• Source document
This chapter provides an overview of Oracle Parallel Server's (OPS) internal locking mechanisms by covering the following topics:

Differentiating Oracle Locking Mechanisms

This section covers the following topics:


You must understand locking mechanisms to effectively harness parallel processing and parallel database capabilities. You can influence each type of locking by setting initialization parameters, administering the system, and by designing efficient applications. Not using locks effectively causes your system to spend so much time synchronizing shared resources that you do not achieve speedup and scaleup. Your parallel system could even suffer performance degradation.

OPS uses locks for two primary purposes:

Transaction locks implement row level locking for transaction consistency. Row level locking is supported in both single instance Oracle and OPS.

Instance locks (also commonly known as distributed locks) guarantee cache coherency. They ensure the consistency of data and other resources distributed among multiple instances belonging to the same database. Instance locks include PCM and non-PCM locks.

See Also:

For more information about Oracle locks, please refer to Chapter 8, "Integrated Distributed Lock Manager" and to Oracle8i Concepts.  

Local Locks

Figure 7-1 shows latches and enqueues: locking mechanisms that are synchronized within a single instance. These are used in single instance Oracle and in OPS whether parallel server is enabled or disabled.

Figure 7-1 Locking Mechanisms: Oracle and OPS Disabled

* The mount lock is obtained if the Parallel Server Option has been linked in to your Oracle executable.


Latches are simple, low level serialization mechanisms that protect in-memory data structures in the SGA. Latches do not protect datafiles. They are entirely automatic and are held for a very short time in exclusive mode. Being local to the node, internal locks and latches do not provide internode synchronization.


Enqueues are shared memory structures that serialize access to database resources. These locks can be local to one instance or global to a database. They are associated with a session or transaction and can be in any mode:

Enqueues are held longer than latches, have more granularity and more modes, and protect more database resources. For example, if you request a table lock, or a DML lock, you receive an "enqueue".

Certain enqueues are local to single instances when OPS is disabled. But with OPS enabled, enqueues must be maintained on a system-wide level. Enqueues are managed by the Integrated Distributed Lock Manager (IDLM).

When OPS is enabled, most local enqueues become global enqueues. This is reflected in Figure 7-1 and Figure 7-2. They appear as enqueues in the fixed tables--no distinction is made between local and global enqueues. Global enqueues are handled in a distributed fashion.


Transaction locks are simply a subset of enqueues.  

Instance Locks

Figure 7-2 illustrates the instance locks used by OPS. In OPS implementations, the status of all Oracle locking mechanisms is tracked and coordinated by the IDLM.

Figure 7-2 Locking Mechanisms: Parallel Server Enabled

Instance locks (other than the mount lock) only come into existence if you start an Oracle instance with OPS enabled. They synchronize between instances, communicating the current status of a resource among the instances of OPS.

Instance locks are held by background processes of instances rather than by transactions. An instance owns an instance lock that protects a resource, such as a data block or data dictionary entry, when the resource enters its SGA.

• Your tasks
(A) In the locking overview, what holds instance locks?
(B) Reproduce the stretch of the locking overview from "This section covers" through "suffer performance degradation.".

• Material

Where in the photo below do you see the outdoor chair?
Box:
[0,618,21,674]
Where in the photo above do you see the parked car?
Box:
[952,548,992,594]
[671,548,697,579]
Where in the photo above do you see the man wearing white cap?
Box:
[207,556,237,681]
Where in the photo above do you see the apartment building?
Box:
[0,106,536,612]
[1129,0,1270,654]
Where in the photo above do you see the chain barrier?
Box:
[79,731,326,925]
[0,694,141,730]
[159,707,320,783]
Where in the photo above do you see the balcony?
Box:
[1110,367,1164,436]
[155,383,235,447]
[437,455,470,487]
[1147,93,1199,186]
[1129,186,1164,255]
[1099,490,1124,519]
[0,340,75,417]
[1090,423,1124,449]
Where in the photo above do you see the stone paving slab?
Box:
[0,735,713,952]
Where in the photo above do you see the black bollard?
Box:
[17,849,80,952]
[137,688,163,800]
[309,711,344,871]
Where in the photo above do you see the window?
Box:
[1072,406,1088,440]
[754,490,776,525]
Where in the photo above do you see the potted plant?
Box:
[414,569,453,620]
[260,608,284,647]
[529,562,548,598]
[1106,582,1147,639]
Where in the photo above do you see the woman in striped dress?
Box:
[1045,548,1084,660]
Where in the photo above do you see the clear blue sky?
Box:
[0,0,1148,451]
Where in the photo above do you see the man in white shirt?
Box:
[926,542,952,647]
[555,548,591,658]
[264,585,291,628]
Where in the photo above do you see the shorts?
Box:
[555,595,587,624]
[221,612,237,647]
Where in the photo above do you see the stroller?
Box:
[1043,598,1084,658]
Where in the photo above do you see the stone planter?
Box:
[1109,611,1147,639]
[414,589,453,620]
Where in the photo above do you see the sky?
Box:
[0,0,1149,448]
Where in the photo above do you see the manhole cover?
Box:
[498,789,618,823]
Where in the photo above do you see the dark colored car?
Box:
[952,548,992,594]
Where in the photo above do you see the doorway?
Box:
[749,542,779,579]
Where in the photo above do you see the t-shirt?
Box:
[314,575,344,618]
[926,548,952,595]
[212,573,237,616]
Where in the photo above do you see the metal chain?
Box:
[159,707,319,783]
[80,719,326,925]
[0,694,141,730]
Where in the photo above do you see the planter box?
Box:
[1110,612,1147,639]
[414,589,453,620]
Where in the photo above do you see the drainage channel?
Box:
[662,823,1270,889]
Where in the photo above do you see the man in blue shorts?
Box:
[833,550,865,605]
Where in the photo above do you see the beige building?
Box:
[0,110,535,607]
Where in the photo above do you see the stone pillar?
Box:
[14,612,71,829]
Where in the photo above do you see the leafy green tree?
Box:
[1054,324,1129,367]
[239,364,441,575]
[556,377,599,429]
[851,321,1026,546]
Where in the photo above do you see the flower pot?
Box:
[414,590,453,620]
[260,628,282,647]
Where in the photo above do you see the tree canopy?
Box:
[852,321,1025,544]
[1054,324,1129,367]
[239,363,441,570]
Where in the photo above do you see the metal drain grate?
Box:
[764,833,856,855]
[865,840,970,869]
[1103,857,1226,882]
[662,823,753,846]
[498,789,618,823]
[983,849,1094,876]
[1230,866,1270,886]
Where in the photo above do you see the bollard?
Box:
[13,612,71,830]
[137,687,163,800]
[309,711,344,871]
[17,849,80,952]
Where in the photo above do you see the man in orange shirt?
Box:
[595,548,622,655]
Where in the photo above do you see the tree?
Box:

• Solutions to each task
(A) Background processes of instances hold instance locks, not transactions.

(B)
This section covers the following topics:


You must understand locking mechanisms to effectively harness parallel processing and parallel database capabilities. You can influence each type of locking by setting initialization parameters, administering the system, and by designing efficient applications. Not using locks effectively causes your system to spend so much time synchronizing shared resources that you do not achieve speedup and scaleup. Your parallel system could even suffer performance degradation.